» **TEXTE FOURNI**:
══════
Robin des Bois ? Certainement pas : certes, en s’attaquant aux profiteurs, Cartouche s’attire une relative sympathie de la part d’un peuple exaspéré par la corruption qui sévit sous la Régence. Dominique est intelligent, habile à échapper à la compagnie du Guet, des qualités qui plaisent aux Parisiens des classes populaires ou de la bonne société. Mais il est loin d’être un bon Samaritain : il ne redistribue pas aux nécessiteux ; il est à la tête d’une troupe organisée et nombreuse, la comparaison s’arrête là. On dit pourtant qu’un jour de 1719, il aurait sauvé du suicide un marchand accablé de dettes : il paie ses créanciers qui ne jouissent pas longtemps de leur argent, détroussés le jour même par ses hommes de main.
Cartouche est plus proche d’Arsène Lupin, par son charme, son esprit et sa séduction.
Un soir, il pénètre dans l’appartement d’une duchesse qui pense être cambriolée. Au lieu de cela, il lui demande simplement de commander un souper arrosé de champagne ; Cartouche apprécie le repas, à l’exception du champagne, ; il fera envoyer à la duchesse une caisse de champagne de qualité.
══════
» **DONNÉES ENREGISTRÉES**:

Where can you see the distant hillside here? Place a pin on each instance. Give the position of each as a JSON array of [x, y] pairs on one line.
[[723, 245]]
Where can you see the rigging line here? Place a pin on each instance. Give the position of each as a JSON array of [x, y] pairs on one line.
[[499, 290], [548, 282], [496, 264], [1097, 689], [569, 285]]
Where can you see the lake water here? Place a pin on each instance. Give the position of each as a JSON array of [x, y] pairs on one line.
══════
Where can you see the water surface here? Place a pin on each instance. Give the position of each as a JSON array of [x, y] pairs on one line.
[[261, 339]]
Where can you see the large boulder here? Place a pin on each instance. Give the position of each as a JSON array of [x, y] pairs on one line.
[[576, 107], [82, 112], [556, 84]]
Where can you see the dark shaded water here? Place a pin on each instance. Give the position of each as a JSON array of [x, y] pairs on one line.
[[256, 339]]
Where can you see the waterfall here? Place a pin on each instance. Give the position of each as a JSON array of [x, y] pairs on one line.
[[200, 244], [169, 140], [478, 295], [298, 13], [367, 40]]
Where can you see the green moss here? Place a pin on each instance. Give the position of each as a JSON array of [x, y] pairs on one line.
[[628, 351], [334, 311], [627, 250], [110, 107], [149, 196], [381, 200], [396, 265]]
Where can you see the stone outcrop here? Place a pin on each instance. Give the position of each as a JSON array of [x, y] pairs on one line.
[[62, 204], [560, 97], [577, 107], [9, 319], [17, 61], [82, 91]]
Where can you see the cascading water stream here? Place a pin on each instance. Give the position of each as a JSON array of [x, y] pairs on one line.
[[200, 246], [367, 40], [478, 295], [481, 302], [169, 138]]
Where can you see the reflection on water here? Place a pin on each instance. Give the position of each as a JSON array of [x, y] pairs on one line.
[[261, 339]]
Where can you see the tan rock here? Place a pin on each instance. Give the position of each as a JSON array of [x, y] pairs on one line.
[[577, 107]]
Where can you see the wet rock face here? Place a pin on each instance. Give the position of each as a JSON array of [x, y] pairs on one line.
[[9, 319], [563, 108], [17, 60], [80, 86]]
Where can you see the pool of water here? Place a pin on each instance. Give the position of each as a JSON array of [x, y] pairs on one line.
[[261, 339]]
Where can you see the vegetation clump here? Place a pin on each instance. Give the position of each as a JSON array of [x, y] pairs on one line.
══════
» **DÉFI A**: Reproduisez sans rien changer les lignes des enregistrements, de la ligne contenant "Where can you see the water surface" jusqu'à celle contenant "[[200, 246], [367, 40], [478, 295], [481, 302], [169, 138]]", ces deux lignes comprises.
» **DÉFI B**: Poursuivez le texte sur Cartouche à partir de l'endroit où il s'arrête.

» **RÉSULTAT OBTENU A**:
Where can you see the water surface here? Place a pin on each instance. Give the position of each as a JSON array of [x, y] pairs on one line.
[[261, 339]]
Where can you see the large boulder here? Place a pin on each instance. Give the position of each as a JSON array of [x, y] pairs on one line.
[[576, 107], [82, 112], [556, 84]]
Where can you see the dark shaded water here? Place a pin on each instance. Give the position of each as a JSON array of [x, y] pairs on one line.
[[256, 339]]
Where can you see the waterfall here? Place a pin on each instance. Give the position of each as a JSON array of [x, y] pairs on one line.
[[200, 244], [169, 140], [478, 295], [298, 13], [367, 40]]
Where can you see the green moss here? Place a pin on each instance. Give the position of each as a JSON array of [x, y] pairs on one line.
[[628, 351], [334, 311], [627, 250], [110, 107], [149, 196], [381, 200], [396, 265]]
Where can you see the stone outcrop here? Place a pin on each instance. Give the position of each as a JSON array of [x, y] pairs on one line.
[[62, 204], [560, 97], [577, 107], [9, 319], [17, 61], [82, 91]]
Where can you see the cascading water stream here? Place a pin on each instance. Give the position of each as a JSON array of [x, y] pairs on one line.
[[200, 246], [367, 40], [478, 295], [481, 302], [169, 138]]

» **RÉSULTAT OBTENU B**:
Autre anecdote : la marquise de Bauffremont a la surprise de voir descendre un homme dans sa cheminée, il est en fuite et lui demande seulement de lui indiquer la sortie, en prenant soin de remettre cendre et tisons dans la cheminée ; la marquise s’exécute. Pour service rendu, elle recevra une lettre d’excuses, un diamant estimé à deux mille écus et un laissez-passer à présenter aux voleurs la nuit. Cartouche est non seulement séducteur, intelligent, organisateur, il est aussi acrobate.
Bien que marié à une complice en mars 1720, en présence d’un notaire… Cartouche continuera à séduire ces dames et aura plusieurs maîtresses.
Et spirituel avec ça : une nuit, Cartouche a l’audace de s’emparer d’une épée que le Régent comptait offrir ; s’apercevant qu’elle est factice, il la renvoie au propriétaire avec le commentaire suivant, « Au premier voleur du royaume qui a tenté de faire tort à Cartouche, son confrère. »
Le lieutenant de police, Marc René d’Argenson
La police met des bouchées doubles, les argousins font de plus en plus pression sur les cartouchiens, les arrestations se multiplient mais le chef échappe aux recherches avec adresse. Sa tête est mise à prix, 5.000 livres ? Cartouche sent les mailles du filet se resserrer, il craint les trahisons ; un de ses complices, tenté de le dénoncer, est égorgé. Malgré tout, la bande commence à connaître la déroute et les trahisons se multiplient.
Le 14 octobre 1721, il est arrêté avec trois de ses comparses au petit matin dans le cabaret « Au Pistolet », à la Basse Courtille (actuel 45, rue des Couronnes, au pied des jardins de Belleville). Il a été dénoncé par Gruthus du Chastelet, nobliau ancien soldat des gardes-françaises, bras droit de Cartouche.
« Cartouche est arrêté », le bruit fait instantanément le tour de Paris. Il est emprisonné au Fort l’Evêque, prison royale située à proximité de l’église Saint-Germain l’Auxerrois d’où il aurait pu réussir à s’évader avec deux co-détenus sans les aboiements d’un chien. Il est emmené pieds nus au Châtelet où il est enfermé dans une cage pour éviter toute nouvelle tentative.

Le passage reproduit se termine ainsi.